Demander à un organiste d’écrire un article sur le silence relève presque de la provocation ! Pourtant, la place des instruments durant le Carême est singulière et participe activement de la sanctification du temps. Dominique Joubert, organiste et diacre du diocèse de Valence nous donne les pistes pour mettre en pratique cette recommandation.
Dans le Premier Livre des Rois (ch.19) Elie marche 40 jours et 40 nuits au désert et se réfugie dans une grotte, au Mont Horeb où le Seigneur l’interpelle :
« Sors et tiens-toi sur la montagne devant le Seigneur, car il va passer. » À l’approche du Seigneur, il y eut un ouragan, si fort et si violent qu’il fendait les montagnes et brisait les rochers, mais le Seigneur n’était pas dans l’ouragan ; et après l’ouragan, il y eut un tremblement de terre, mais le Seigneur n’était pas dans le tremblement de terre ; et après ce tremblement de terre, un feu, mais le Seigneur n’était pas dans ce feu ; et après ce feu, le murmure d’une brise légère. Aussitôt qu’il l’entendit, Élie se couvrit le visage avec son manteau, il sortit et se tint à l’entrée de la caverne. Alors il entendit une voix qui disait : « Que fais-tu là, Élie ? »

## Consignes
(1) D'après le texte sur le silence, où Élie se réfugie-t-il après sa marche au désert ?
(2) Relevez, dans le texte sur le silence, tous les phénomènes où, selon le récit, le Seigneur n'était pas.
(3) Poursuivez le texte sur le silence à partir de sa dernière phrase.
Les items n'ont aucun rapport avec le texte sur le silence.

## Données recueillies
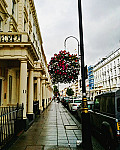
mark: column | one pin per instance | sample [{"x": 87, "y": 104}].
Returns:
[
  {"x": 23, "y": 86},
  {"x": 38, "y": 90},
  {"x": 44, "y": 94},
  {"x": 41, "y": 96},
  {"x": 30, "y": 93}
]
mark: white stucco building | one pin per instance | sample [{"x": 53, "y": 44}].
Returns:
[{"x": 24, "y": 76}]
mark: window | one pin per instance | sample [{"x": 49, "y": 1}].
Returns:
[
  {"x": 13, "y": 7},
  {"x": 10, "y": 88}
]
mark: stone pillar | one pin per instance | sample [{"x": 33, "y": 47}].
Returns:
[
  {"x": 38, "y": 91},
  {"x": 30, "y": 93},
  {"x": 23, "y": 85},
  {"x": 41, "y": 96}
]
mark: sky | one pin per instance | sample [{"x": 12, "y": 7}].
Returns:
[{"x": 58, "y": 19}]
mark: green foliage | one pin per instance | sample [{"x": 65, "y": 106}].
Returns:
[{"x": 64, "y": 67}]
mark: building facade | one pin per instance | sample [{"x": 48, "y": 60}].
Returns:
[
  {"x": 107, "y": 73},
  {"x": 24, "y": 76},
  {"x": 91, "y": 81}
]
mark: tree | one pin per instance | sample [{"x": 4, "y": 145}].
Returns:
[
  {"x": 70, "y": 92},
  {"x": 64, "y": 68}
]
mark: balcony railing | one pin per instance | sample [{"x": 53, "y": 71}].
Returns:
[{"x": 13, "y": 37}]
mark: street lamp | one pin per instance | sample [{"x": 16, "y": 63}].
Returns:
[{"x": 86, "y": 131}]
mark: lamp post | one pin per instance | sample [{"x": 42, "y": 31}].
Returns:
[
  {"x": 86, "y": 132},
  {"x": 9, "y": 16}
]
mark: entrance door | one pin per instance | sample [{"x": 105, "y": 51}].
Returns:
[{"x": 0, "y": 90}]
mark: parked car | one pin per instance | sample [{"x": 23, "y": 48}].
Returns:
[
  {"x": 90, "y": 107},
  {"x": 74, "y": 104}
]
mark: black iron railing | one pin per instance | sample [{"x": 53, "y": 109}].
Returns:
[{"x": 10, "y": 119}]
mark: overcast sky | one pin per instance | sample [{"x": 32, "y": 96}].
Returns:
[{"x": 58, "y": 19}]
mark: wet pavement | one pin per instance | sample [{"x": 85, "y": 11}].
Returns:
[{"x": 55, "y": 129}]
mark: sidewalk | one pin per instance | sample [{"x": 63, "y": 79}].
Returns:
[{"x": 56, "y": 129}]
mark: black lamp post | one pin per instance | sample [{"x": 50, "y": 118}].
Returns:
[{"x": 86, "y": 131}]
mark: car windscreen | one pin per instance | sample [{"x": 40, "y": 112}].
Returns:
[{"x": 77, "y": 101}]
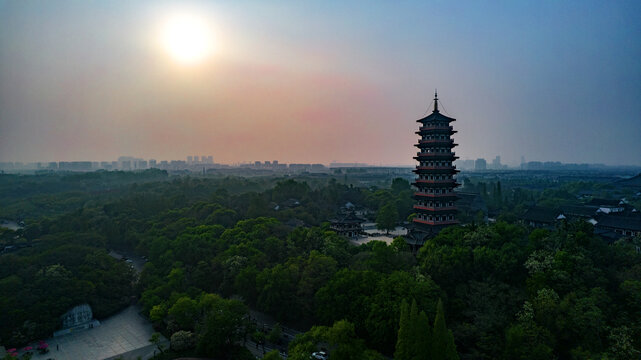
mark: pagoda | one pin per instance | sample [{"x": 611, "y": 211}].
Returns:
[{"x": 435, "y": 178}]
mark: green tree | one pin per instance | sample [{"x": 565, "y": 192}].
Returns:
[
  {"x": 403, "y": 342},
  {"x": 272, "y": 355},
  {"x": 222, "y": 328},
  {"x": 182, "y": 340},
  {"x": 443, "y": 347},
  {"x": 184, "y": 312},
  {"x": 387, "y": 217},
  {"x": 156, "y": 339}
]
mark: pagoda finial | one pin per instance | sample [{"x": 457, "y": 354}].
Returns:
[{"x": 435, "y": 101}]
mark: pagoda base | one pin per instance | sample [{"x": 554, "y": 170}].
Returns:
[{"x": 418, "y": 234}]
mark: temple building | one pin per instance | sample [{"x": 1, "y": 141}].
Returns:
[
  {"x": 348, "y": 225},
  {"x": 435, "y": 178}
]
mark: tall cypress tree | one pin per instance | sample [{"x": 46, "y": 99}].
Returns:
[
  {"x": 424, "y": 342},
  {"x": 415, "y": 335},
  {"x": 443, "y": 347},
  {"x": 403, "y": 342}
]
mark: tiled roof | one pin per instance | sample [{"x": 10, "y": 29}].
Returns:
[
  {"x": 541, "y": 214},
  {"x": 620, "y": 222}
]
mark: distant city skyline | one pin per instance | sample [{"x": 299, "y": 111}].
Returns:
[{"x": 320, "y": 82}]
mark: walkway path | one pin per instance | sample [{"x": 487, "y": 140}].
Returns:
[{"x": 122, "y": 333}]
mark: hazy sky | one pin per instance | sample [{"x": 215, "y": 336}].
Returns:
[{"x": 301, "y": 81}]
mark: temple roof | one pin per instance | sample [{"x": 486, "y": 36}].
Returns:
[
  {"x": 349, "y": 218},
  {"x": 620, "y": 222},
  {"x": 436, "y": 114}
]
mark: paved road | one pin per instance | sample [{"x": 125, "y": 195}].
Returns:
[{"x": 120, "y": 334}]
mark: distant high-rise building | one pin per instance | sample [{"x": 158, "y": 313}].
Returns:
[
  {"x": 435, "y": 182},
  {"x": 496, "y": 163}
]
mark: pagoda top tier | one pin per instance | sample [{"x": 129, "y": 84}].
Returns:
[{"x": 435, "y": 115}]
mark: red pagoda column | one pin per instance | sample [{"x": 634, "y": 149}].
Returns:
[{"x": 435, "y": 176}]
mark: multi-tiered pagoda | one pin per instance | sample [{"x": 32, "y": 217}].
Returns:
[{"x": 435, "y": 178}]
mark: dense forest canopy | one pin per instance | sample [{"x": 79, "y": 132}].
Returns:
[{"x": 219, "y": 246}]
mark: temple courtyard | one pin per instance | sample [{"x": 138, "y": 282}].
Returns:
[{"x": 125, "y": 334}]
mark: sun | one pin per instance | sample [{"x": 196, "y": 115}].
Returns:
[{"x": 187, "y": 38}]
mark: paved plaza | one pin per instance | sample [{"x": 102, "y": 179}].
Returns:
[{"x": 122, "y": 333}]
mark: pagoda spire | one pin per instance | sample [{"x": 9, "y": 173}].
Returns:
[{"x": 435, "y": 101}]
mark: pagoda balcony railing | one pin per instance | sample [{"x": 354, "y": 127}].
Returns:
[
  {"x": 418, "y": 193},
  {"x": 428, "y": 222},
  {"x": 443, "y": 208},
  {"x": 422, "y": 128},
  {"x": 442, "y": 181},
  {"x": 432, "y": 141},
  {"x": 436, "y": 167},
  {"x": 435, "y": 154}
]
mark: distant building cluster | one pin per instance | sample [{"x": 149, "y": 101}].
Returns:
[{"x": 193, "y": 163}]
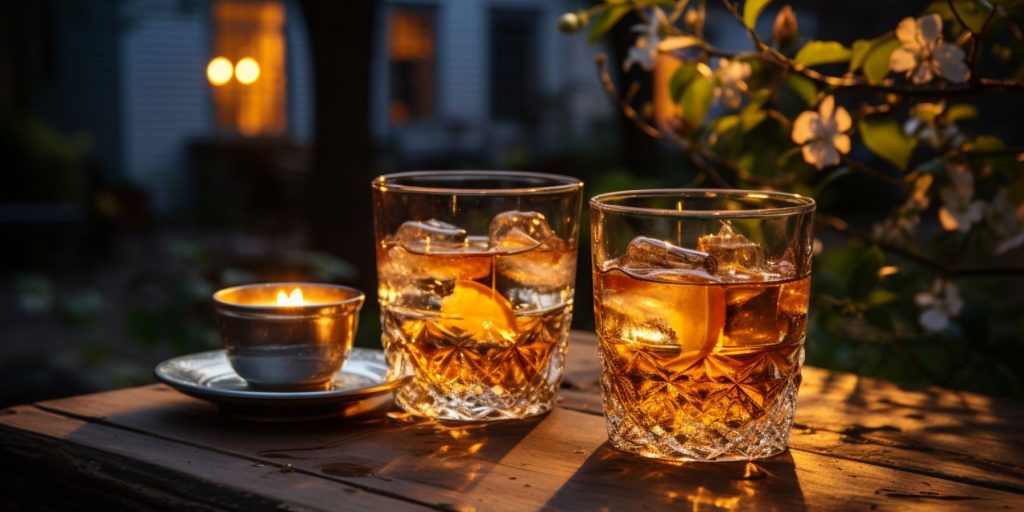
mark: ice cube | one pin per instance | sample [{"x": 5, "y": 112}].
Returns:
[
  {"x": 735, "y": 254},
  {"x": 646, "y": 257},
  {"x": 539, "y": 278},
  {"x": 646, "y": 312},
  {"x": 515, "y": 230},
  {"x": 430, "y": 237},
  {"x": 753, "y": 315}
]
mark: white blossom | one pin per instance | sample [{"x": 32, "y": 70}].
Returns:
[
  {"x": 940, "y": 303},
  {"x": 730, "y": 82},
  {"x": 958, "y": 212},
  {"x": 923, "y": 55},
  {"x": 822, "y": 133}
]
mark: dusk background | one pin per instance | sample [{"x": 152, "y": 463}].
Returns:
[{"x": 146, "y": 166}]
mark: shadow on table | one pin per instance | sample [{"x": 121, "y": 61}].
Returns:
[{"x": 633, "y": 482}]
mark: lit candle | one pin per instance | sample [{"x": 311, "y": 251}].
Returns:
[{"x": 288, "y": 336}]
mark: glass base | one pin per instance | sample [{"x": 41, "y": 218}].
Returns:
[
  {"x": 474, "y": 404},
  {"x": 702, "y": 436}
]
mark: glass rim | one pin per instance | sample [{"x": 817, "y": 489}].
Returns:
[
  {"x": 798, "y": 204},
  {"x": 558, "y": 182}
]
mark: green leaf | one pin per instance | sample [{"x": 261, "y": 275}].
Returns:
[
  {"x": 865, "y": 273},
  {"x": 985, "y": 143},
  {"x": 753, "y": 9},
  {"x": 821, "y": 52},
  {"x": 604, "y": 20},
  {"x": 726, "y": 123},
  {"x": 696, "y": 99},
  {"x": 803, "y": 88},
  {"x": 881, "y": 297},
  {"x": 876, "y": 65},
  {"x": 885, "y": 137},
  {"x": 961, "y": 112},
  {"x": 753, "y": 114},
  {"x": 680, "y": 79},
  {"x": 858, "y": 51}
]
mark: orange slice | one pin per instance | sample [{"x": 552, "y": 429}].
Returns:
[{"x": 475, "y": 308}]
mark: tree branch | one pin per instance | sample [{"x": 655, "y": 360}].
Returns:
[
  {"x": 609, "y": 88},
  {"x": 839, "y": 225},
  {"x": 774, "y": 57}
]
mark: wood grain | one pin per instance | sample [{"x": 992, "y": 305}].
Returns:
[
  {"x": 858, "y": 443},
  {"x": 557, "y": 461},
  {"x": 53, "y": 460},
  {"x": 932, "y": 431}
]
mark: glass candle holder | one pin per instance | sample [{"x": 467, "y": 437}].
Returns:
[{"x": 288, "y": 336}]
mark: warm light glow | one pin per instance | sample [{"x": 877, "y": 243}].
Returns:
[
  {"x": 218, "y": 72},
  {"x": 247, "y": 71},
  {"x": 295, "y": 299}
]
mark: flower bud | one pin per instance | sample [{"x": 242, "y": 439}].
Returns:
[
  {"x": 784, "y": 30},
  {"x": 572, "y": 22},
  {"x": 692, "y": 20}
]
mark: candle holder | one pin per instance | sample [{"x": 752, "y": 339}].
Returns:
[{"x": 288, "y": 336}]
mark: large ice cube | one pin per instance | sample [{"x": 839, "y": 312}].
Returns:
[
  {"x": 646, "y": 312},
  {"x": 430, "y": 237},
  {"x": 422, "y": 261},
  {"x": 515, "y": 230},
  {"x": 735, "y": 254},
  {"x": 646, "y": 257},
  {"x": 535, "y": 267}
]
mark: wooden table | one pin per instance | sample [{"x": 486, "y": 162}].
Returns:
[{"x": 857, "y": 443}]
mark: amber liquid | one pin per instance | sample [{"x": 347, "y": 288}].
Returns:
[
  {"x": 707, "y": 370},
  {"x": 481, "y": 334}
]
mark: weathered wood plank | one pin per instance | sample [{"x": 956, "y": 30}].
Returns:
[
  {"x": 560, "y": 461},
  {"x": 54, "y": 460},
  {"x": 962, "y": 436}
]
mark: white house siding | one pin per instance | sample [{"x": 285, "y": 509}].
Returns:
[
  {"x": 165, "y": 93},
  {"x": 565, "y": 72}
]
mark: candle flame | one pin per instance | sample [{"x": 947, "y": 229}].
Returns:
[{"x": 295, "y": 299}]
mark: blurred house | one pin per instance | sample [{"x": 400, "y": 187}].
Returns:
[{"x": 172, "y": 92}]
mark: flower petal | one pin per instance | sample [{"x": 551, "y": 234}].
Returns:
[
  {"x": 802, "y": 131},
  {"x": 842, "y": 142},
  {"x": 906, "y": 32},
  {"x": 902, "y": 59},
  {"x": 843, "y": 120},
  {"x": 947, "y": 219},
  {"x": 923, "y": 74},
  {"x": 820, "y": 154},
  {"x": 826, "y": 108},
  {"x": 950, "y": 60},
  {"x": 934, "y": 320},
  {"x": 930, "y": 28}
]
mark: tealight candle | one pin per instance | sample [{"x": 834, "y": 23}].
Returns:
[{"x": 288, "y": 336}]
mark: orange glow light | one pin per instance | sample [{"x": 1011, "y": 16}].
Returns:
[
  {"x": 247, "y": 71},
  {"x": 295, "y": 299},
  {"x": 218, "y": 72}
]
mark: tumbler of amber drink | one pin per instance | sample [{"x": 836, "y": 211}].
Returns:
[
  {"x": 700, "y": 301},
  {"x": 476, "y": 273}
]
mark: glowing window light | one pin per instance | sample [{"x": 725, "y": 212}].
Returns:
[
  {"x": 218, "y": 72},
  {"x": 247, "y": 71}
]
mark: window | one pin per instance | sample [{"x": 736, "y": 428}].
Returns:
[
  {"x": 513, "y": 71},
  {"x": 247, "y": 70},
  {"x": 411, "y": 56}
]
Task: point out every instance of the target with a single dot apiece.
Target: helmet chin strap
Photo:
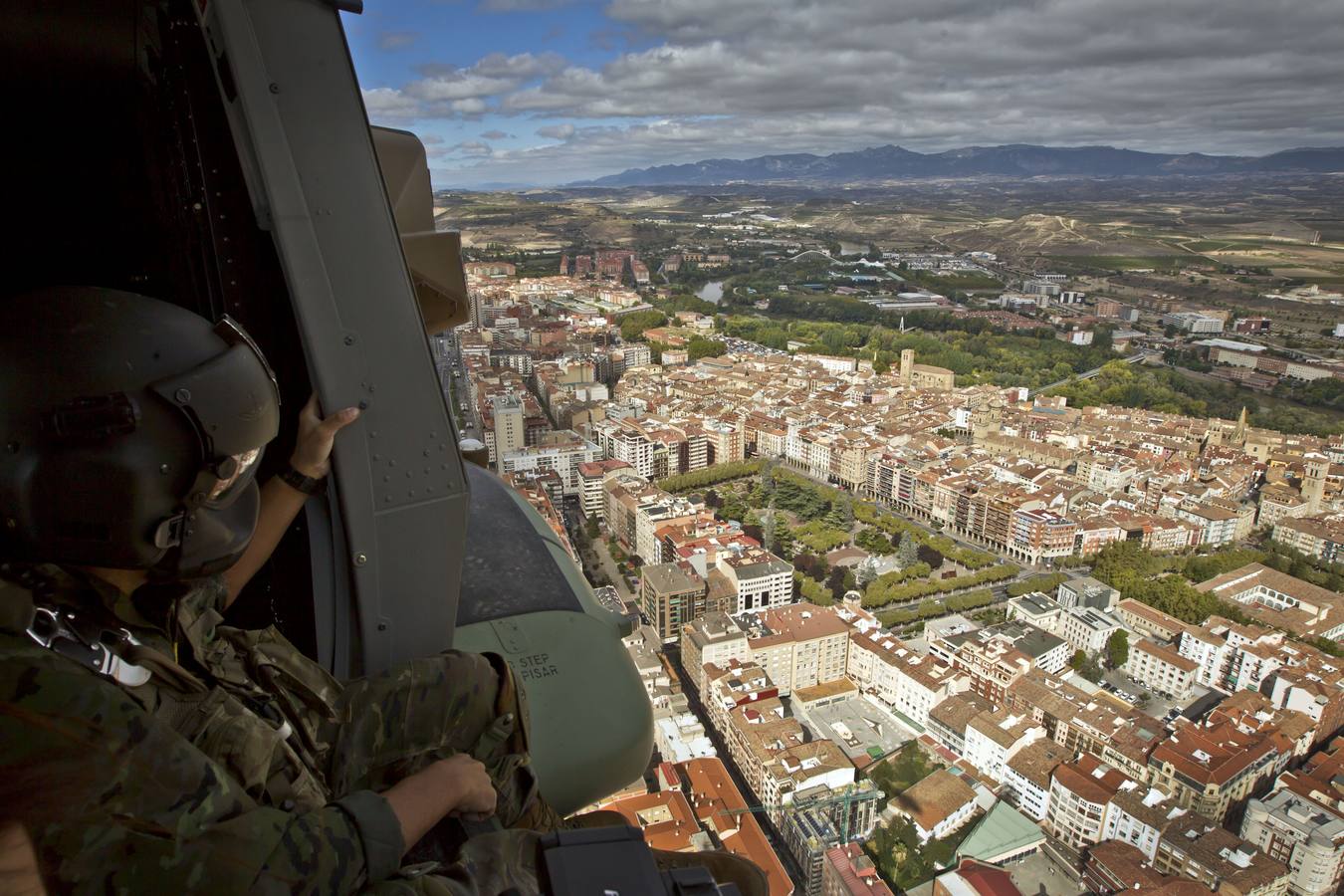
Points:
(208, 541)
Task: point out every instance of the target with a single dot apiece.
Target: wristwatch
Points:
(300, 483)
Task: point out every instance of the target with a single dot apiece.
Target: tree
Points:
(866, 572)
(1117, 648)
(929, 555)
(837, 581)
(909, 551)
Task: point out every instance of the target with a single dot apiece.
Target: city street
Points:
(674, 654)
(607, 564)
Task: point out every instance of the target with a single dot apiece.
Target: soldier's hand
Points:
(472, 791)
(316, 435)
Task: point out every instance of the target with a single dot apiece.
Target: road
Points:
(460, 391)
(603, 558)
(777, 842)
(1087, 375)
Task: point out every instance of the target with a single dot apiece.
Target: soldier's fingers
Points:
(310, 412)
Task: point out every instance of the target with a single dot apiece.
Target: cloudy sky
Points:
(548, 92)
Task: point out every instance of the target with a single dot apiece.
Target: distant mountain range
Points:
(1018, 160)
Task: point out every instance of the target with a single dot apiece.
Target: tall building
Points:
(563, 452)
(1301, 834)
(672, 594)
(510, 430)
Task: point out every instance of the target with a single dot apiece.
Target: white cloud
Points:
(756, 77)
(396, 39)
(557, 131)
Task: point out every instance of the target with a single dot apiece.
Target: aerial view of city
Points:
(976, 512)
(944, 402)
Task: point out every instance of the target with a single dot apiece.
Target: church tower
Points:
(1313, 487)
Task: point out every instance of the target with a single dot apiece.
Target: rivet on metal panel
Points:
(511, 634)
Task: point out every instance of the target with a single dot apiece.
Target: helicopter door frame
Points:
(398, 526)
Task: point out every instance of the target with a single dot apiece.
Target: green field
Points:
(1125, 262)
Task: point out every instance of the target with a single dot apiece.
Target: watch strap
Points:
(300, 483)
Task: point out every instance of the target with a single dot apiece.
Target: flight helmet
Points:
(130, 430)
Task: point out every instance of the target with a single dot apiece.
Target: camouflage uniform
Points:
(241, 765)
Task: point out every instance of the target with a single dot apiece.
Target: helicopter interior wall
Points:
(121, 172)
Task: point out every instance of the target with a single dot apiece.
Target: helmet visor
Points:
(234, 472)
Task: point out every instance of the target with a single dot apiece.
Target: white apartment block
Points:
(1162, 669)
(1136, 818)
(1086, 629)
(1301, 834)
(558, 452)
(760, 579)
(992, 738)
(907, 681)
(799, 645)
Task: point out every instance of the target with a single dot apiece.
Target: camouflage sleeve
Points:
(138, 808)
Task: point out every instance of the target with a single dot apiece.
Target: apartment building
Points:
(949, 719)
(1027, 776)
(994, 738)
(672, 594)
(1213, 770)
(1199, 849)
(992, 662)
(560, 452)
(798, 645)
(1086, 629)
(907, 681)
(760, 579)
(1304, 835)
(733, 685)
(937, 806)
(848, 871)
(713, 639)
(1145, 619)
(1079, 795)
(1282, 600)
(593, 477)
(1162, 669)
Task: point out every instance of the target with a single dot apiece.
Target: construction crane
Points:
(844, 799)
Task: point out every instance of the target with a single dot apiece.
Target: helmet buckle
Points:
(168, 534)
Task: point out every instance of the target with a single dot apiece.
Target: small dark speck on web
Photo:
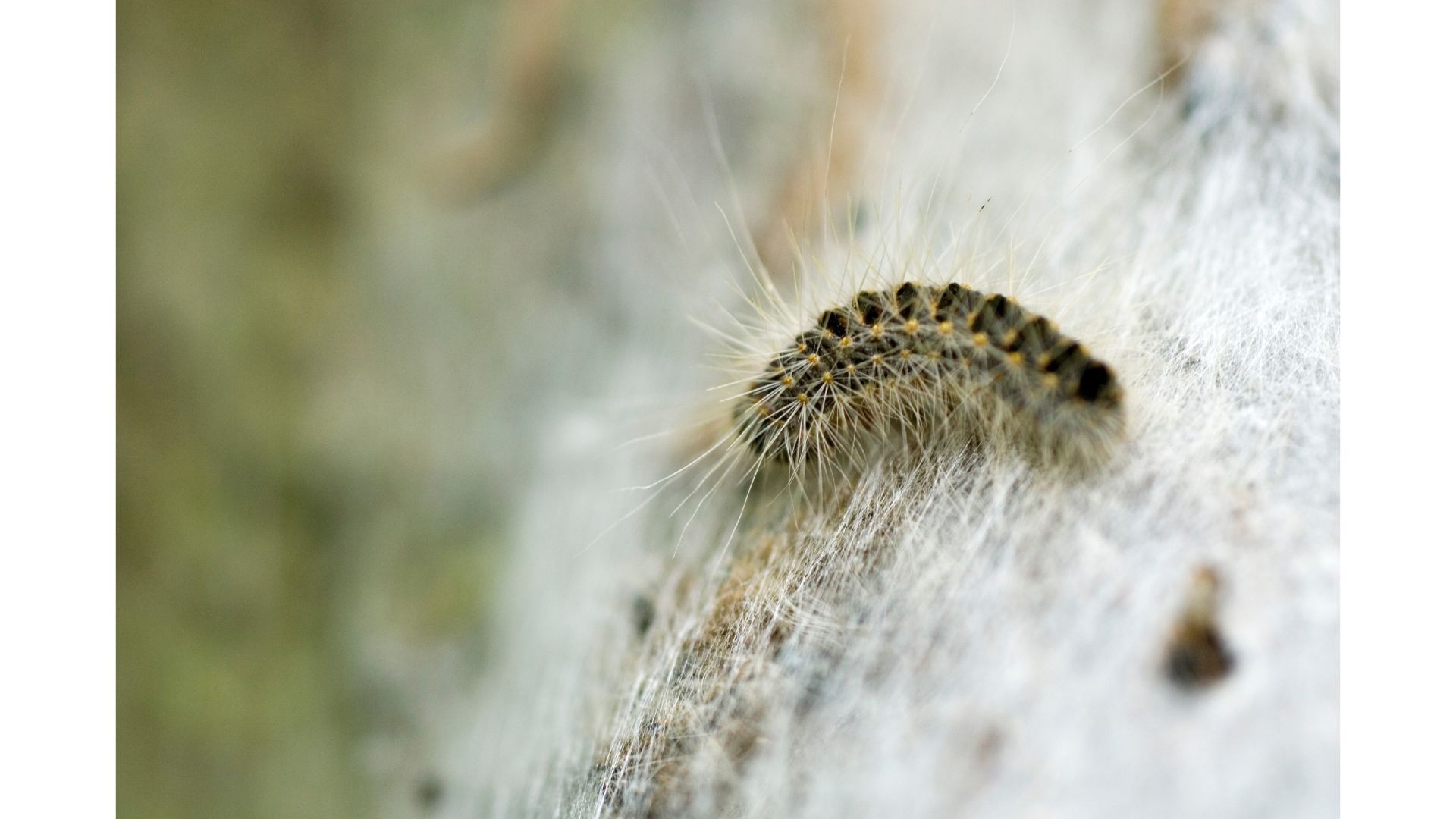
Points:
(1197, 654)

## Réponses par consigne
(1) Dans une grotte, au mont Horeb.

(2)
- l'ouragan
- le tremblement de terre
- le feu

(3)
Comprendre
Demander à un organiste d’écrire un article sur le silence relève presque de la provocation, tant cet instrumentiste est au service d’un des instruments les plus « bruyants » du monde !
Cette question du silence de l’orgue et des instruments au Carême, agace certains confrères qui ont l’impression d’être brimés par un clergé autoritaire qui ne comprendrait pas leur talent...
Jeûner
La fonction liturgique de l’orgue est entre autres de mener au silence intérieur, en cela il exerce un ministère1 sous les doigts de son animateur qui en reçoit la charge à sa nomination.
L’instruction « Musicam Sacram » de 1967 en précise bien les contours :
« Il est tout à fait souhaitable que les organistes et autres instrumentistes ne soient pas seulement experts dans le jeu de l’instrument qui leur est confié ; mais ils doivent connaître et pénétrer intimement l’esprit de la liturgie pour qu’en exerçant leur fonction,(...) ils enrichissent la célébration selon la vraie nature de chacun de ses éléments, et favorisent la participation des fidèles. »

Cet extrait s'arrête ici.